Activity list →
A – According to the court report, where and on what date will both of Kaylea Titford's parents be sentenced?
B – Retype the court report exactly, starting at "THE father of" and ending at "of a child.".

Text segment →
----------

THE father of disabled Newtown girl Kaylea Titford has been found guilty of her gross negligence manslaughter at Mold Crown Court.
A jury of eight men and four women returned an unanimous verdict finding Alun Titford, 45 and of Colwyn, Newtown, guilty of manslaughter at 2.14pm at Mold Crown Court on Tuesday, February 7.
Titford, who faced a three-week trial, had denied the charge and also a second alternative charge of causing or allowing the death of a child.
However, a jury agreed that his self-admitted ‘lazy behaviour’ in not caring for Kaylea, 16, amounted to a criminal act.
His partner and Kaylea’s mother Sarah Lloyd-Jones had already pleaded guilty to manslaughter by gross negligence in December 2022.
READ MORE: 'Independent' Kaylea Titford died in squalor at her parents' Newtown home
Both will be sentenced at Swansea Crown Court on March 1.
Mr Justice Griffiths said: “There can be no doubt this case passes the custody threshold.”
The judge told jurors he would give them a 10-year exemption from jury service, saying there had been a “lot of difficult and a lot of expert evidence”.
He added: “The subject matter was, no doubt, unusually distressing.”
Titford was released on bail ahead of his sentencing hearing next month.
The judge told jurors they would be able to contact support services, including Samaritans, following the trial.
Asked during his evidence why he had let his daughter down so badly, the removals worker said: “I’m lazy.”
The court heard that Kaylea, who had spina bifida and used a wheelchair, died after suffering inflammation and infection from ulceration, arising from obesity and immobility.
Emergency service workers, who were called to the house after she was found on October 10, described feeling sick due to a “rotting” smell in her room.
Following her death maggots were found which were thought to have been feeding on her body, the jury was told.
The court heard that her bedsheets were soiled and she was lying on a number of puppy toilet training pads.
Her room was said to be dirty and cluttered, with bottles of urine and a chip fryer with drips of fat down the side, as well as a full cake in a box.
The court heard that Kaylea had attended Newtown High School, where she was described as “funny and chatty” by staff, but did not return following the coronavirus lockdown in March 2020.

----------

Supplied information →
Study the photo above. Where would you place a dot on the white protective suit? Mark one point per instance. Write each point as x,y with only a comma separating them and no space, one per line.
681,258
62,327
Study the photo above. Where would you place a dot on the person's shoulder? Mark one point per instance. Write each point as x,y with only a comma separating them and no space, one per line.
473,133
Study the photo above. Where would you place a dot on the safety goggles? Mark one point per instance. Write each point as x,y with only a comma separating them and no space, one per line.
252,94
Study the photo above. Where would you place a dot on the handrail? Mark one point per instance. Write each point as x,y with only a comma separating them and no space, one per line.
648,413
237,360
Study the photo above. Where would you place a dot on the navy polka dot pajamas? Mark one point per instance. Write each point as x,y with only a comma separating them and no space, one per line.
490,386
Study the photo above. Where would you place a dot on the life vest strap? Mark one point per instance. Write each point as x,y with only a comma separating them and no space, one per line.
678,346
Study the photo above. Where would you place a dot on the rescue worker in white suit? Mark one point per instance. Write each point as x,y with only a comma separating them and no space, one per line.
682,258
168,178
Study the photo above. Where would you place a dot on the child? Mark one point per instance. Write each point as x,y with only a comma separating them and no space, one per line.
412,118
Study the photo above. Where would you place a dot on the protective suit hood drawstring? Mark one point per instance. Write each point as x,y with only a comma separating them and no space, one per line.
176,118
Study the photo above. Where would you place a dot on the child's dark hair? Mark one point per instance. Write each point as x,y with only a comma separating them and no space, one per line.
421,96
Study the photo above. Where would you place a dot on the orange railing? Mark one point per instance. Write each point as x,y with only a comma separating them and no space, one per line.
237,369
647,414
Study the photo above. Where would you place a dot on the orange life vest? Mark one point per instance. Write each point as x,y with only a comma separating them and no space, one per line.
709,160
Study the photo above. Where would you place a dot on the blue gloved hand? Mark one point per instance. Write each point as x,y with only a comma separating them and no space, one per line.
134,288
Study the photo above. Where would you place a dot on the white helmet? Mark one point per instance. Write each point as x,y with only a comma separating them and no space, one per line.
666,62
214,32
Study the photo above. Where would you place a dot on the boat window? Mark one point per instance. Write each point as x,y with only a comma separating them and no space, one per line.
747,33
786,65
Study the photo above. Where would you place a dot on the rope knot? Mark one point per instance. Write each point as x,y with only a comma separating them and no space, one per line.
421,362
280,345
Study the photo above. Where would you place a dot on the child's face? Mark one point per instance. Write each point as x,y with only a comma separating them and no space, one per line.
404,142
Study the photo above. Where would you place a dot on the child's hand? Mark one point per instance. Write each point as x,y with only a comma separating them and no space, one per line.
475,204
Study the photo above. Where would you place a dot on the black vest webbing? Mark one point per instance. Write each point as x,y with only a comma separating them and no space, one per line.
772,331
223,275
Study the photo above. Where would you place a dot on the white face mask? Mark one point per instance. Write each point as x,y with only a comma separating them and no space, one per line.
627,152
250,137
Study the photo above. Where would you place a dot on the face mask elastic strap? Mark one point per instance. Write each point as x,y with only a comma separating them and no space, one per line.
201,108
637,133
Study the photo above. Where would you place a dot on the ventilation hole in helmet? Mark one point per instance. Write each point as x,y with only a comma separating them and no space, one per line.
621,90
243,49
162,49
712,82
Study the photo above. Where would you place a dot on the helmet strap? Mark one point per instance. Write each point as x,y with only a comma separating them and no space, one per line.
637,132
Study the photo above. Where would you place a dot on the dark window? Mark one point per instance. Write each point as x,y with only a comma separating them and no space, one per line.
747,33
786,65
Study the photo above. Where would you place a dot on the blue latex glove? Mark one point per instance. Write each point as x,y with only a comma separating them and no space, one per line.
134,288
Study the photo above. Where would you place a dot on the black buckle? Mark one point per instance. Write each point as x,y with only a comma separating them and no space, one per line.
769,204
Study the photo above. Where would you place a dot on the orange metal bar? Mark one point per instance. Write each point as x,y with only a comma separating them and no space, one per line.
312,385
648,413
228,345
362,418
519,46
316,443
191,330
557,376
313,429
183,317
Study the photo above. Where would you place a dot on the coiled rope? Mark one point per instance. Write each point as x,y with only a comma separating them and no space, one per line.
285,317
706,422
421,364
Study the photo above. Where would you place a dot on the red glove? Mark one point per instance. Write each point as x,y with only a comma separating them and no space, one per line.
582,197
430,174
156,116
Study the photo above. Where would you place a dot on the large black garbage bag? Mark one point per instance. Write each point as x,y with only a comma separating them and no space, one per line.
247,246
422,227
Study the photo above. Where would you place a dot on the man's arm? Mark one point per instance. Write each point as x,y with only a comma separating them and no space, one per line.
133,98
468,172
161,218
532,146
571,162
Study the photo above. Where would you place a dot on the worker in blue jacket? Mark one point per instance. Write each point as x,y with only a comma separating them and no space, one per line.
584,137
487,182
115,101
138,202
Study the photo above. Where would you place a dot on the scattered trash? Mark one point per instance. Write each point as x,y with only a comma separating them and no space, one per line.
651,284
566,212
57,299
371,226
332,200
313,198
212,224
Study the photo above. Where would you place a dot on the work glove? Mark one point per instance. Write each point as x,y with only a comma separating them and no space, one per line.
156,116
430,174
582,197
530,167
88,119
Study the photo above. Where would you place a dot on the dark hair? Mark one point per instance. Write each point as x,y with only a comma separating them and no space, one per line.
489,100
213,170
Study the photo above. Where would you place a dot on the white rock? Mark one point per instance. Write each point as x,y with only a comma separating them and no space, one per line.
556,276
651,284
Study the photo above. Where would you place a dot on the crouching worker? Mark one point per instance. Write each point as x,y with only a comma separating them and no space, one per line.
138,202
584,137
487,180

----------

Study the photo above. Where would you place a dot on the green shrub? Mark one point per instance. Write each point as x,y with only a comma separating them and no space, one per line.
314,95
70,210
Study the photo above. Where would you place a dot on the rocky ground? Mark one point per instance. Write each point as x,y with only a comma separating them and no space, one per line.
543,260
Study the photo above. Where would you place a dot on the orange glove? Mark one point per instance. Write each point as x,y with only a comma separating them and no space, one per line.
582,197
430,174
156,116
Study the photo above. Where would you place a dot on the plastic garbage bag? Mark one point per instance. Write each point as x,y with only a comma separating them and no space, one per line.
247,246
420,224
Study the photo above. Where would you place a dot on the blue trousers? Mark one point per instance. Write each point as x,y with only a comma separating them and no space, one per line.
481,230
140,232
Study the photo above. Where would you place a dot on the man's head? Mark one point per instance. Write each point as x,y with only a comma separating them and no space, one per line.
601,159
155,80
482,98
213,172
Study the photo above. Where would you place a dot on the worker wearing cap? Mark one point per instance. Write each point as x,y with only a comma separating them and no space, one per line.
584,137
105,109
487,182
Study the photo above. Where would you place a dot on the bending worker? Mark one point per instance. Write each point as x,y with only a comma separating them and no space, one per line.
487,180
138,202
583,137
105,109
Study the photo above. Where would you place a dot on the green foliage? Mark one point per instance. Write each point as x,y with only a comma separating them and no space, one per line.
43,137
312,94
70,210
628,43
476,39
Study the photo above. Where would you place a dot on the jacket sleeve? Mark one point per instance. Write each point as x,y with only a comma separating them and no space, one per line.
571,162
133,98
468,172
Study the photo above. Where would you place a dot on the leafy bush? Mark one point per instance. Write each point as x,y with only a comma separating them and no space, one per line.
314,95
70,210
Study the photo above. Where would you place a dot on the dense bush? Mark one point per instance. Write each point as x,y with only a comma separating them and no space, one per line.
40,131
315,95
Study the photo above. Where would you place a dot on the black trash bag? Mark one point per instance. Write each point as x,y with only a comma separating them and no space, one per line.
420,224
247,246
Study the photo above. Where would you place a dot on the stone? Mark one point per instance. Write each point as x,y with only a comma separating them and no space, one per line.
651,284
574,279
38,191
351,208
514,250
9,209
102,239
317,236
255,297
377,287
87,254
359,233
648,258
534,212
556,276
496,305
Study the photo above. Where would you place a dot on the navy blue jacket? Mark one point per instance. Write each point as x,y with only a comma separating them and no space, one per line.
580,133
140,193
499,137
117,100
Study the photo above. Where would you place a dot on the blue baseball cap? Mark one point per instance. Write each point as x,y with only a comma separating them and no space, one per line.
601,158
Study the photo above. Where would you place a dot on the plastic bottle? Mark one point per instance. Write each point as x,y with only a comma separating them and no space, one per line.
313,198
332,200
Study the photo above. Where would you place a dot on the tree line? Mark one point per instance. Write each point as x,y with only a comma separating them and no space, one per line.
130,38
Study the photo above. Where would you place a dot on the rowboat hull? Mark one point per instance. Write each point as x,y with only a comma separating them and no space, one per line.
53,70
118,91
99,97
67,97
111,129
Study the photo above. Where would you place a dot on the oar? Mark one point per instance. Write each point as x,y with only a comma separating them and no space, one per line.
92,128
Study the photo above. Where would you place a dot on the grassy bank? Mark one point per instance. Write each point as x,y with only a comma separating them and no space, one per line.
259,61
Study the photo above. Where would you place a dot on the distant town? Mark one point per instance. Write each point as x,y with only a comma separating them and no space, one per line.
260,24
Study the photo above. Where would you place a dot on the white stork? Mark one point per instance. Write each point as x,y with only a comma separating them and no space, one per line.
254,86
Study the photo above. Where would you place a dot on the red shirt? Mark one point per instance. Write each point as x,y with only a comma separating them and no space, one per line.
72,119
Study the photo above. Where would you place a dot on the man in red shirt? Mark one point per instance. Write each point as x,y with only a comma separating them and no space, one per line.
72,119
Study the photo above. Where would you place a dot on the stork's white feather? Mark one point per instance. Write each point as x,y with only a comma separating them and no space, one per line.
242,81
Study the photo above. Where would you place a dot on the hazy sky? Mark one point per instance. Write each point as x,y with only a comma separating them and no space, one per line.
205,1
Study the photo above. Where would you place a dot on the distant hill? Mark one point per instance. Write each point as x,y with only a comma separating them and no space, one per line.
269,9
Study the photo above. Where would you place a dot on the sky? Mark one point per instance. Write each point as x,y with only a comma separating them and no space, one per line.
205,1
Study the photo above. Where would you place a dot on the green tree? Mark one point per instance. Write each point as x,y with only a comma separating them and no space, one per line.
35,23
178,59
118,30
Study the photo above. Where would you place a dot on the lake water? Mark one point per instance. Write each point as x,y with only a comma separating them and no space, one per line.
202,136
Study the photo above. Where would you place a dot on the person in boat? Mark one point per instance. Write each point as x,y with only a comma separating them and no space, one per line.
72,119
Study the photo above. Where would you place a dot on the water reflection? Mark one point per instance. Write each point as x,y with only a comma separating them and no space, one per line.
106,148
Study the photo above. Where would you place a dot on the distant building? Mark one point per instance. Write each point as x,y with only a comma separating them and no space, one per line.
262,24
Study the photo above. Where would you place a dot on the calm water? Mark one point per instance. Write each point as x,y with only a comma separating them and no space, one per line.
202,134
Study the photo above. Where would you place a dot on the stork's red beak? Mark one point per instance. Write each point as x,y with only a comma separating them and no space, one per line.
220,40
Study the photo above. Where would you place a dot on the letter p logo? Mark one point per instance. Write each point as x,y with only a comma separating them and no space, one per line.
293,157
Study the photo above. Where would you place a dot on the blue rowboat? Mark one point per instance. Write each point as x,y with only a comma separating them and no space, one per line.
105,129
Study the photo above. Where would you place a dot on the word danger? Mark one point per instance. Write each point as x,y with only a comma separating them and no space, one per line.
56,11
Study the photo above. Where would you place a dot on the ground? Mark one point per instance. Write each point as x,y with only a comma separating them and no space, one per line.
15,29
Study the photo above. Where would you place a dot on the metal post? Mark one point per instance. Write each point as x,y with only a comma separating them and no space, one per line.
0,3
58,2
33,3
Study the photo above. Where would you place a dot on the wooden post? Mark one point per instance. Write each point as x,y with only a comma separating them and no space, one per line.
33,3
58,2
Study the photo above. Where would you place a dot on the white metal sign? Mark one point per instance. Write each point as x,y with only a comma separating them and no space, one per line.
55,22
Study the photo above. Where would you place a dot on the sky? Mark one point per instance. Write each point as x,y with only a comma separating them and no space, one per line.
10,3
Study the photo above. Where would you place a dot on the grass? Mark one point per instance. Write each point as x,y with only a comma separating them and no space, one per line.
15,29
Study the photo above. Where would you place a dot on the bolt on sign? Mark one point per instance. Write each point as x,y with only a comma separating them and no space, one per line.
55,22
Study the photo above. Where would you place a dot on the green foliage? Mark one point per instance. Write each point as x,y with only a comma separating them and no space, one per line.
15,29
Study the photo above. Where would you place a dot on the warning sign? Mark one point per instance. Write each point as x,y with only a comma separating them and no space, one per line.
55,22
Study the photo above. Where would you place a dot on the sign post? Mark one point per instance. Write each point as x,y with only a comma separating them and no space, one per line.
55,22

----------

Answers to each task →
A – At Swansea Crown Court on March 1.

B –
THE father of disabled Newtown girl Kaylea Titford has been found guilty of her gross negligence manslaughter at Mold Crown Court.
A jury of eight men and four women returned an unanimous verdict finding Alun Titford, 45 and of Colwyn, Newtown, guilty of manslaughter at 2.14pm at Mold Crown Court on Tuesday, February 7.
Titford, who faced a three-week trial, had denied the charge and also a second alternative charge of causing or allowing the death of a child.